STATED PROBLEM
Starting at the beginning of the items below and continuing through the line that contains "x=799 y=169", reproduce every line, requests included, but scale each point coordinate in the answers by 2.35 and round to the nearest whole number, with halves rounded up. Leave the pictures out.
[START RECORDS SUPPLIED]
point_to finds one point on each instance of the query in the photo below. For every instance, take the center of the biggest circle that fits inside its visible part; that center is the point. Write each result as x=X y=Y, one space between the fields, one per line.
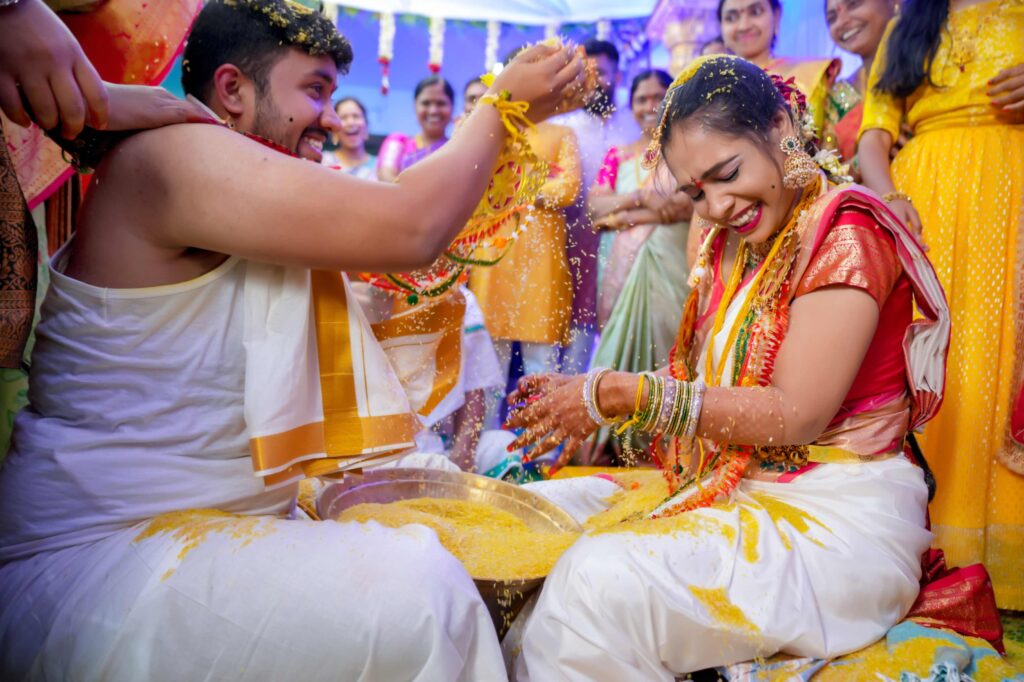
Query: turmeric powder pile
x=492 y=543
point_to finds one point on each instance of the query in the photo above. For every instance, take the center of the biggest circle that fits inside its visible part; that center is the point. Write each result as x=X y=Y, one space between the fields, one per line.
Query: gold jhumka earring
x=799 y=169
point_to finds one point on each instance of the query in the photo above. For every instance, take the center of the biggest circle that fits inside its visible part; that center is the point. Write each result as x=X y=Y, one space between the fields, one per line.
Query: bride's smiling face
x=734 y=180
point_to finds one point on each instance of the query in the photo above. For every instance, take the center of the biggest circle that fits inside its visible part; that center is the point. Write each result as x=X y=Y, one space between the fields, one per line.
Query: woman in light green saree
x=642 y=264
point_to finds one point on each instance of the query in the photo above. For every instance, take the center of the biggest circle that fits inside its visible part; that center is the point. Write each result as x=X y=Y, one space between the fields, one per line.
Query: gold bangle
x=896 y=196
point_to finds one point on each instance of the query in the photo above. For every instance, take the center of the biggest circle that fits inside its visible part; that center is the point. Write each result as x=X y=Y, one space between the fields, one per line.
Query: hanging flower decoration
x=491 y=48
x=436 y=44
x=385 y=49
x=632 y=40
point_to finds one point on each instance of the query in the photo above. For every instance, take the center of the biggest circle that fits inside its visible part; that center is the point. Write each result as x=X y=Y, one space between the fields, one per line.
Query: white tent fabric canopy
x=538 y=12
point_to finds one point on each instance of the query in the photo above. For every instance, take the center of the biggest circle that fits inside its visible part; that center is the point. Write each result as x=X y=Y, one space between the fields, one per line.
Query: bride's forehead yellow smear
x=653 y=153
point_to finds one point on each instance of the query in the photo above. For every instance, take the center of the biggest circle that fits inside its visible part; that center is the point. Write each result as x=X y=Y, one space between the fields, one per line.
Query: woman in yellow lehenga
x=956 y=72
x=527 y=297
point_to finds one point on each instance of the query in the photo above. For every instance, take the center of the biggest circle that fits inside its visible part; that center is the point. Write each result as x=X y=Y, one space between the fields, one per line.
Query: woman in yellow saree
x=955 y=72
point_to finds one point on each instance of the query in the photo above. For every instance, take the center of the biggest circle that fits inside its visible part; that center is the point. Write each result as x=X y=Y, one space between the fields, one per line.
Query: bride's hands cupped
x=550 y=410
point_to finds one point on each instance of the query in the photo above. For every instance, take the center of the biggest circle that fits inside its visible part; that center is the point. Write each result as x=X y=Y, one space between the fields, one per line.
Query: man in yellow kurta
x=527 y=297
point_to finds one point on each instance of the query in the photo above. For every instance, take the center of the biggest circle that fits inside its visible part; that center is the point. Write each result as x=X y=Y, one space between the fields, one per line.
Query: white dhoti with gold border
x=818 y=566
x=253 y=598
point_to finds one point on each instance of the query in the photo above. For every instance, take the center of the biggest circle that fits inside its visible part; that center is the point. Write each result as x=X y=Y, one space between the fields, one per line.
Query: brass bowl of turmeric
x=507 y=538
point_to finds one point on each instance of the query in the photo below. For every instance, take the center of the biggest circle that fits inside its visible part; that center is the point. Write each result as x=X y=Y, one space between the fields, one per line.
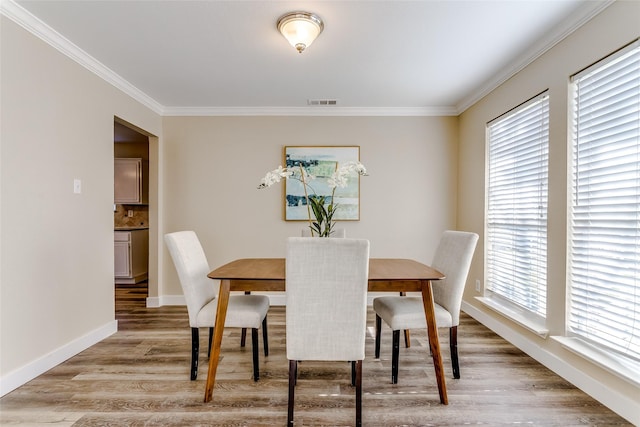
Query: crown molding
x=40 y=29
x=561 y=32
x=35 y=26
x=309 y=111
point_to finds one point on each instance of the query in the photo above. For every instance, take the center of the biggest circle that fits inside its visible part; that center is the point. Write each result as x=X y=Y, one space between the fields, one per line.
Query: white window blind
x=517 y=205
x=604 y=270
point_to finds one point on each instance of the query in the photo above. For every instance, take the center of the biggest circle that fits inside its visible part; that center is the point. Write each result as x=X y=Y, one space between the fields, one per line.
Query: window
x=604 y=269
x=517 y=206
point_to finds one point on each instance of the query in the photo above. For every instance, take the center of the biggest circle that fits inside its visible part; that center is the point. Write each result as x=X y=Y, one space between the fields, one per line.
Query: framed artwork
x=321 y=162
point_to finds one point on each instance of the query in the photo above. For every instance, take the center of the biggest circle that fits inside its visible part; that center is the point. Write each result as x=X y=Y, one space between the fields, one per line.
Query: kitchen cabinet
x=131 y=256
x=129 y=181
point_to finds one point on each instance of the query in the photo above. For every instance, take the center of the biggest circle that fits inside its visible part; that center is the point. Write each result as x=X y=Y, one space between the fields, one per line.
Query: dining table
x=268 y=275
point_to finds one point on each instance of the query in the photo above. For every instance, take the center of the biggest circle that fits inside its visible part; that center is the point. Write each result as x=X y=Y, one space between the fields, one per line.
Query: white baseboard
x=26 y=373
x=617 y=402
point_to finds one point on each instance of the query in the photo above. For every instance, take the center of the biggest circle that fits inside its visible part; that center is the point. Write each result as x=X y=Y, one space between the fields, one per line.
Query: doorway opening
x=131 y=214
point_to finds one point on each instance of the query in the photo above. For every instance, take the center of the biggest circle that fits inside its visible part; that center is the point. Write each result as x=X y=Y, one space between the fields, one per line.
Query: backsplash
x=140 y=216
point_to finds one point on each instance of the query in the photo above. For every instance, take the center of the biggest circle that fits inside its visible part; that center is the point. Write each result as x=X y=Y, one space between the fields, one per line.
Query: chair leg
x=210 y=341
x=195 y=348
x=243 y=334
x=453 y=346
x=265 y=340
x=407 y=334
x=254 y=350
x=353 y=373
x=378 y=328
x=293 y=373
x=395 y=355
x=358 y=369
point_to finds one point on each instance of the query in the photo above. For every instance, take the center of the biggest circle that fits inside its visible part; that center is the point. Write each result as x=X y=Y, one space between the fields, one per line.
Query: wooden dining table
x=268 y=275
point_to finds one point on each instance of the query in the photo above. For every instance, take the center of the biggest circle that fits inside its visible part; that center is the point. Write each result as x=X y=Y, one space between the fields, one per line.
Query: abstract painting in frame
x=321 y=162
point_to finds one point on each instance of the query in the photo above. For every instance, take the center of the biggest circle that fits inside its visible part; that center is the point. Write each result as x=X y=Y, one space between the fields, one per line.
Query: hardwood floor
x=140 y=376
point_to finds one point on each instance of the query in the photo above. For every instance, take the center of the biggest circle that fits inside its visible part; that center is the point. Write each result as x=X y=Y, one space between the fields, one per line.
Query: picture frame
x=321 y=162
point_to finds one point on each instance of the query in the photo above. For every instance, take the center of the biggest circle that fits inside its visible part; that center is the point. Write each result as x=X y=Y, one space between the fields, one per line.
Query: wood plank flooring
x=140 y=377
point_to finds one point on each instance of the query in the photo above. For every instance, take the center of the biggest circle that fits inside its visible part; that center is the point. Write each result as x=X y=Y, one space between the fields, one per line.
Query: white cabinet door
x=127 y=181
x=122 y=253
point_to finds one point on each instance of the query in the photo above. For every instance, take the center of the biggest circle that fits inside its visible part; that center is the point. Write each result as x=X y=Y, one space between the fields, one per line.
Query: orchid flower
x=324 y=215
x=274 y=177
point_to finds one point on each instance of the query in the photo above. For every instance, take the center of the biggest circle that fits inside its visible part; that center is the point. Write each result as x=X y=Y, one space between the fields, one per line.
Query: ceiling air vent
x=322 y=101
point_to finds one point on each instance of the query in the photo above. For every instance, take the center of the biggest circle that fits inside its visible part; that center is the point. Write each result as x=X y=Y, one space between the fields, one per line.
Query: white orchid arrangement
x=323 y=224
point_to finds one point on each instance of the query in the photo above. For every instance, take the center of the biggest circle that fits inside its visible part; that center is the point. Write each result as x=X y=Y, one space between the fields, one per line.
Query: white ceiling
x=375 y=57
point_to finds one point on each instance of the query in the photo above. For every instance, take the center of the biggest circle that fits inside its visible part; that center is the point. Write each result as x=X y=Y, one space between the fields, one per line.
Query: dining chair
x=337 y=232
x=452 y=258
x=326 y=311
x=200 y=293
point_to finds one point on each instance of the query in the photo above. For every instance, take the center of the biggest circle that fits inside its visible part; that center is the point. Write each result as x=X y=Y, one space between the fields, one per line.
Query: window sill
x=520 y=317
x=618 y=365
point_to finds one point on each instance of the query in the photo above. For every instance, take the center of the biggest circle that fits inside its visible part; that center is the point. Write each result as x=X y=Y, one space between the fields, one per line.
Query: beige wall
x=212 y=166
x=56 y=259
x=616 y=26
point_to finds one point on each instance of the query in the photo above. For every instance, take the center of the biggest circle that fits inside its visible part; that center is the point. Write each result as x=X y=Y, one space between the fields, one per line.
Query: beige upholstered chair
x=326 y=294
x=337 y=232
x=200 y=293
x=453 y=259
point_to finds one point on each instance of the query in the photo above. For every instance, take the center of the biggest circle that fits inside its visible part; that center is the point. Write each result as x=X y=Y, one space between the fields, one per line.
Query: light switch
x=77 y=186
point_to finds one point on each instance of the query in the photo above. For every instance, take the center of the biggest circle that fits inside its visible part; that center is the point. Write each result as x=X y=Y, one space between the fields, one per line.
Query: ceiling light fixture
x=300 y=28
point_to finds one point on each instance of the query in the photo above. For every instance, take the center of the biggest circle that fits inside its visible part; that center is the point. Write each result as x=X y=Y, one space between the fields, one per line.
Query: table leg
x=221 y=314
x=434 y=343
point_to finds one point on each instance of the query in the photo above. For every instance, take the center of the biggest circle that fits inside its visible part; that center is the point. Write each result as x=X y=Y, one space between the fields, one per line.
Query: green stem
x=306 y=197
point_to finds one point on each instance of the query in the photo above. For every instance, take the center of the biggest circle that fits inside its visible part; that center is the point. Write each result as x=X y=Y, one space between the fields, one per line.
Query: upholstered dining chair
x=326 y=311
x=452 y=258
x=200 y=293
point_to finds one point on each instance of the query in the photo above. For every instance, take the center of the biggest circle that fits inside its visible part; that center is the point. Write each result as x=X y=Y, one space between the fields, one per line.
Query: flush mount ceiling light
x=300 y=28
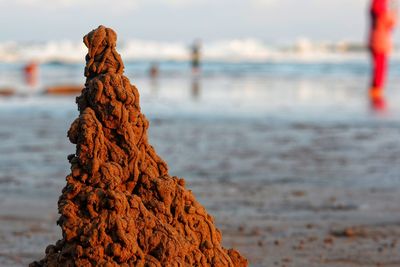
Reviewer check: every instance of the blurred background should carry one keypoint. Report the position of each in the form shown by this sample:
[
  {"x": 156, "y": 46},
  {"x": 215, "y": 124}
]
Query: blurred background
[{"x": 261, "y": 105}]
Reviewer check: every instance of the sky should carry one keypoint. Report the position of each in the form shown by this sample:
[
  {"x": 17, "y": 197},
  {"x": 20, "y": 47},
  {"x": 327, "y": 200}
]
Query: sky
[{"x": 185, "y": 20}]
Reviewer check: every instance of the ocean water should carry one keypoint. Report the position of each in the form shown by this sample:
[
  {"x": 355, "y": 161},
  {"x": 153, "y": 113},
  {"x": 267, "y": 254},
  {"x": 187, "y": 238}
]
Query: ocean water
[
  {"x": 282, "y": 122},
  {"x": 320, "y": 91}
]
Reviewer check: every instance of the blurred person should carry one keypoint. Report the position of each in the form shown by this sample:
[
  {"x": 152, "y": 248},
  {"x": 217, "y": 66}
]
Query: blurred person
[
  {"x": 383, "y": 19},
  {"x": 195, "y": 88},
  {"x": 31, "y": 71},
  {"x": 154, "y": 71},
  {"x": 195, "y": 56}
]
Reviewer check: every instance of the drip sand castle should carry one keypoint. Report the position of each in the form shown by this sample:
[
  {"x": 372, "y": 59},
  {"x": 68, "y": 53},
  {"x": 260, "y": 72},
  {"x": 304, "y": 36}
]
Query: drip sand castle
[{"x": 120, "y": 207}]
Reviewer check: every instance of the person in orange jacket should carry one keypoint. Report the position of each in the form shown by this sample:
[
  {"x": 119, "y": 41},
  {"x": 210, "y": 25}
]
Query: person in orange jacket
[{"x": 383, "y": 20}]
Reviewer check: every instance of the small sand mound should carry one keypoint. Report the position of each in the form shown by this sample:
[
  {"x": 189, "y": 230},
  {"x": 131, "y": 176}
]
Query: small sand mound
[{"x": 120, "y": 207}]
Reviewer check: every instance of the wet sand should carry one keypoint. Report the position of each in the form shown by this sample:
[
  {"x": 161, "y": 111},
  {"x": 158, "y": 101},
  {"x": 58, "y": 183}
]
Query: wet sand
[{"x": 284, "y": 194}]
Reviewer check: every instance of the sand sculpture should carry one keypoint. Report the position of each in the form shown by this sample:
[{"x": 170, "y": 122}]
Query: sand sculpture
[{"x": 120, "y": 207}]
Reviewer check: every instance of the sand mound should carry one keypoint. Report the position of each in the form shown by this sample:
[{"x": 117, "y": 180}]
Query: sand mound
[{"x": 120, "y": 207}]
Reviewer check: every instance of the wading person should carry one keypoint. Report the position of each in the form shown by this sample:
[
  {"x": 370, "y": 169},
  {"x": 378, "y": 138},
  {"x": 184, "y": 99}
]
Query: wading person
[{"x": 383, "y": 19}]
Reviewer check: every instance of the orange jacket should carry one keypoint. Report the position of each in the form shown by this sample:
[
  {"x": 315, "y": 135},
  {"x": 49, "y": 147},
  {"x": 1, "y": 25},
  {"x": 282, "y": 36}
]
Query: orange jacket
[{"x": 380, "y": 37}]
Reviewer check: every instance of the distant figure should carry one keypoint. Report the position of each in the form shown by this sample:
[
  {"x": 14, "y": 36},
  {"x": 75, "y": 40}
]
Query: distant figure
[
  {"x": 196, "y": 55},
  {"x": 154, "y": 71},
  {"x": 31, "y": 71},
  {"x": 195, "y": 88},
  {"x": 383, "y": 20}
]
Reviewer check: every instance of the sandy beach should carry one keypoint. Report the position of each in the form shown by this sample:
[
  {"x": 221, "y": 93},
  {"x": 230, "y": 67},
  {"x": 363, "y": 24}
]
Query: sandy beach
[{"x": 320, "y": 192}]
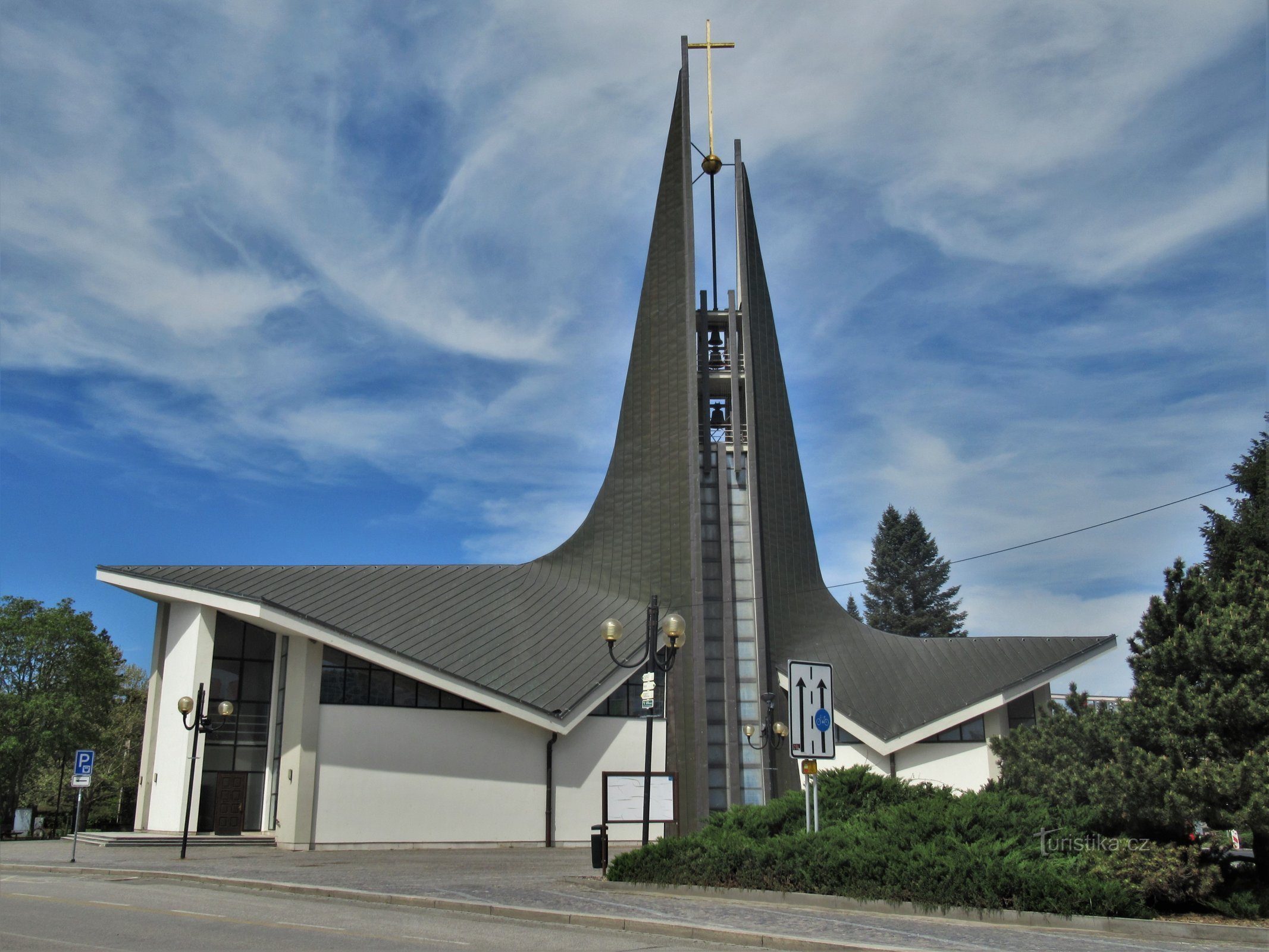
[END RECORDS SUPPLIED]
COMPLETED TASK
point_to finds one point on each instance of the query in the photo below. For every instance, take the center of the biggest circle that fits inside its visible part; that center is the point. Write each result as x=X y=Y, one space between the fields, one per line.
Query: turmeric powder pile
x=1156 y=1276
point_to finds one point on each instance of the query in the photo above. For every instance, take the center of the biggest circle that fits inside its visible part; that center is the point. Write each result as x=X y=Y, one space between the fields, one per line.
Query: gold jhumka earring
x=1878 y=397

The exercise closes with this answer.